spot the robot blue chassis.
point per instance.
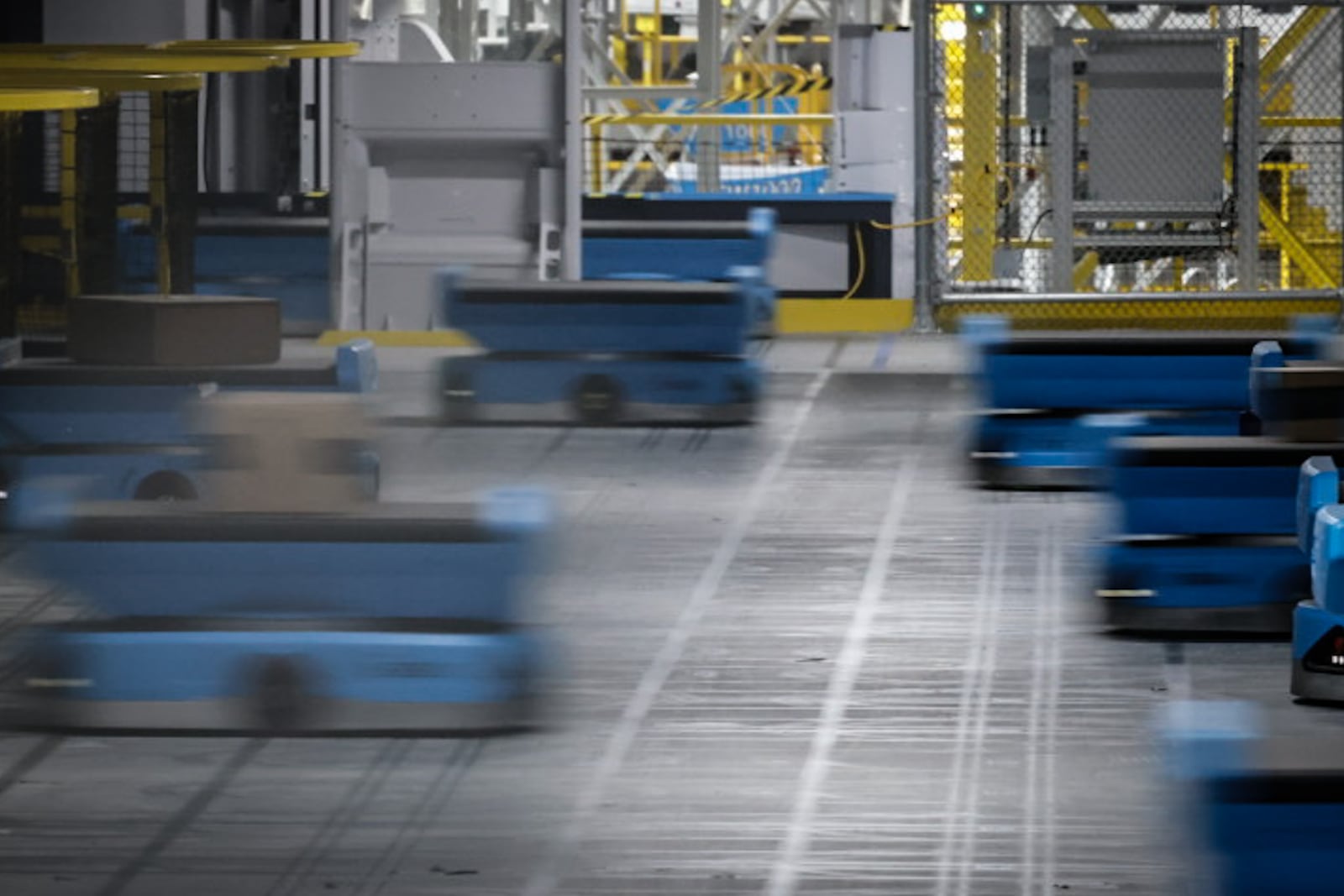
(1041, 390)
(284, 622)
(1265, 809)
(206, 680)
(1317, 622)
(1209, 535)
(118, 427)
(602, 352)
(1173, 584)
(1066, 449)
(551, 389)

---

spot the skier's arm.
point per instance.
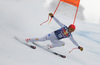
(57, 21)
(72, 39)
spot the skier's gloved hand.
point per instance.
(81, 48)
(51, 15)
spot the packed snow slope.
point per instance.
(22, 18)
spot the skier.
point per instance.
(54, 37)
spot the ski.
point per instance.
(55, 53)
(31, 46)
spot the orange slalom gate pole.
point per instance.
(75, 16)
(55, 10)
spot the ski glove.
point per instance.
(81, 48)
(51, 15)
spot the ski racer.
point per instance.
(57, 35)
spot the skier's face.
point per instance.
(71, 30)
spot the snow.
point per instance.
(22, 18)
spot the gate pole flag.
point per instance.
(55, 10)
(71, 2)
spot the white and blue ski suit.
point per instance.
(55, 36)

Exercise requirements: Select every line above that contains the word "gate" and copy each one out in full.

Full output:
spot the orange slalom gate pole.
spot the gate pole flag.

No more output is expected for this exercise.